Exercises:
1 – In the KSML filtering tutorial, to which topic does the multiple-filter example send its output?
2 – Transcribe the stretch of the KSML filtering tutorial from "Using Multiple Filters" through "Conditions Example (click to expand)".
3 – Pick up the KSML filtering tutorial after its last line and continue writing it.

Given passage:

** START **

This will generate simulated sensor data for temperature and humidity, in different locations. The JSON input test data, that we will start from with our filtering and transformations, looks like this:

{
  "sensors": {
    "humidity": 53,
    "location": "server_room",
    "temperature": 143
  }
}

Complex Filtering Techniques

Using Multiple Filters

Let's start by creating a file processor.yaml that filters on multiple conditions:

Multiple Filter Conditions Example (click to expand)

streams:
  input_stream:
    topic: tutorial_input
    keyType: string
    valueType: json
  output_stream:
    topic: filtered_data
    keyType: string
    valueType: json

functions:
  temperature_filtered:
    type: predicate
    expression: value.get('sensors', {}).get('temperature') > 20 and value.get('sensors', {}).get('humidity') < 80 and value.get('sensors', {}).get('location') == 'warehouse'
  log_message:
    type: forEach
    code: |
      log.info("Processed message: key={}, value={}", key, value)

pipelines:
  filtering_pipeline:
    from: input_stream
    via:
      - type: filter
        if: temperature_filtered
      - type: peek
        forEach:
          code: |
            log_message(key, value)
    to: output_stream

This filter only passes messages where:

The temperature is greater than 20°F
The humidity is less than 80%
The location is 'warehouse'

Now let's update the definitions section in ksml-runner.yaml:

KSML Runner Configuration Update (click to expand)

ksml:
  definitions:
     producer: producer.yaml
     processor: processor.yaml

Let's test by doing:

docker compose restart ksml && docker compose logs ksml -f

Here are the input messages: http://localhost:8080/topics/tutorial_input
Here are the filtered messages: http://localhost:8080/topics/filtered_data

Using Custom Filter Functions

By following the same as in previous section, let's try to create a custom filter function:

Custom Filter Function Example (click to expand)

streams:
  input_stream:
    topic: tutorial_input
    keyType: string
    valueType: json
  alerts_stream:
    topic: alerts_stream
    keyType: string
    valueType: json

functions:
  is_critical_sensor:
    type: predicate
    code: |
      # Check location
      if value.get('sensors', {}).get('location') not in ['server_room', 'data_center']:
        return False

      # Check temperature threshold based on location
      if value.get('sensors', {}).get('location') == 'server_room' and value.get('sensors', {}).get('temperature') > 20:
        return True
      if value.get('sensors', {}).get('location') == 'data_center' and value.get('sensors', {}).get('temperature') > 30:
        return True

      return False

pipelines:
  critical_alerts:
    from: input_stream
    via:
      - type: filter
        if: is_critical_sensor
    to: alerts_stream

This function implements complex business logic to determine if a sensor reading indicates a critical situation that requires an alert.

Filtering with Error Handling

Sometimes your filter conditions might encounter malformed data. Here's how to handle that:

Error Handling in Filters Example (click to expand)

** END **

Material:
** START **

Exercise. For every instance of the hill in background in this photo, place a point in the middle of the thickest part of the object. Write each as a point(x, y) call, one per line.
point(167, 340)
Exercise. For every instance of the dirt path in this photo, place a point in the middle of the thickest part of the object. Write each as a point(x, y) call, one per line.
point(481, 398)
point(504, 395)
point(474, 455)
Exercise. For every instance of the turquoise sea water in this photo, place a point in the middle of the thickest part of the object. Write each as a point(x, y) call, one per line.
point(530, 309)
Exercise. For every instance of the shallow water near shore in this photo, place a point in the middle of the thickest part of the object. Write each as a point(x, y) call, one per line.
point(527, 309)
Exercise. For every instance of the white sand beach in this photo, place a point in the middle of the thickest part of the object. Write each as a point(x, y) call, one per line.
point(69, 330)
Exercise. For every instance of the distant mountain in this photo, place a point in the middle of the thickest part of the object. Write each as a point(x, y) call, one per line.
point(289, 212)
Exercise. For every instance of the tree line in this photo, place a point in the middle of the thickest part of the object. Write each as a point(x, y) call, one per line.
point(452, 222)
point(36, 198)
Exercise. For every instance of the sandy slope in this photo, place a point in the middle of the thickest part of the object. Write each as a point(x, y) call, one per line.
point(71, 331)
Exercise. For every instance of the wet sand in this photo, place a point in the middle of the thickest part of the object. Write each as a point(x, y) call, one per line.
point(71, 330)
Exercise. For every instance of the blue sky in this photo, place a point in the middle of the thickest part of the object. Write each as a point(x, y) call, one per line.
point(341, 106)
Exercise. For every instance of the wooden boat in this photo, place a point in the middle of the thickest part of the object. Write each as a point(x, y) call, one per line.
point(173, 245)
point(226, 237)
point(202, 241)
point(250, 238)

** END **

Written responses:
1 – filtered_data

2 –
Using Multiple Filters

Let's start by creating a file processor.yaml that filters on multiple conditions:

Multiple Filter Conditions Example (click to expand)

3 –
streams:
  input_stream:
    topic: tutorial_input
    keyType: string
    valueType: json
  alerts_stream:
    topic: alerts_stream
    keyType: string
    valueType: json

functions:
  safe_filter:
    type: predicate
    code: |
      try:
        sensors = value.get('sensors', {})
        temperature = sensors.get('temperature')
        humidity = sensors.get('humidity')

        if temperature is None or humidity is None:
          log.warn("Missing required fields in message: {}", value)
          return False

        return temperature > 70 and humidity < 50
      except Exception as e:
        log.error("Error in filter: {} - Message: {}", str(e), value)
        return False

pipelines:
  robust_filtering:
    from: input_stream
    via:
      - type: filter
        if: safe_filter
    to: alerts_stream

This approach ensures that malformed messages are logged and filtered out rather than causing the pipeline to fail. This will not throw errors currently, to check that errors are correctly logged, change the key to something that doesn't exist, for example:

sensors = value.get('sensors2', {})

Advanced Transformation Techniques

For these examples, let's use a different KSML producer definition:

Enhanced Producer Configuration (click to expand)

producers:
  data_producer:
    generator: generate_tutorial_data
    interval: 3s
    to:
      topic: tutorial_input
      keyType: string
      valueType: json
functions:
  generate_tutorial_data:
    type: generator
    globalCode: |
      import random, time
      sensor_id = 0
      locations = ["server_room", "warehouse", "data_center"]
    code: |
      global sensor_id, locations
      key = "sensor" + str(sensor_id)
      sensor_id = (sensor_id + 1) % 5
      location = random.choice(locations)

      # Each sensor value is now a dict with 'value' and 'unit'
      sensors = {
        "temperature": {
          "value": random.randint(60, 100),
          "unit": "F"
        },
        "humidity": {
          "value": random.randint(20, 90),
          "unit": "%"
        },
        "location": {
          "value": location,
          "unit": "text"
        }
      }

      # Add a timestamp in the expected metadata format
      value = {
        "metadata": {
          "timestamp": int(time.time() * 1000)
        },
        "sensors": sensors
      }
    expression: (key, value)
    resultType: (string, json)

This produces messages like these: INPUT message:

key: sensor0

value:

{
  "metadata": {
    "timestamp": 1753935622755
  },
  "sensors": {
    "humidity": {
      "unit": "%",
      "value": 34
    },
    "location": {
      "unit": "text",
      "value": "data_center"
    },
    "temperature": {
      "unit": "F",
      "value": 80
    }
  }
}

Transforming Nested Data Structures

Let's look at how to transform data with nested structures:

Nested Data Transformation Example (click to expand)

streams:
  input_stream:
    topic: tutorial_input
    keyType: string
    valueType: json
  output_stream:
    topic: filtered_data
    keyType: string
    valueType: json

functions:
  transform_nested_data:
    type: keyValueMapper
    code: |
      # Create a new structure with flattened and transformed data
      result = {
        "device_id": key,
        "timestamp": value.get('metadata', {}).get('timestamp'),
        "readings": {}
      }

      # Extract and transform sensor readings
      sensors = value.get('sensors', {})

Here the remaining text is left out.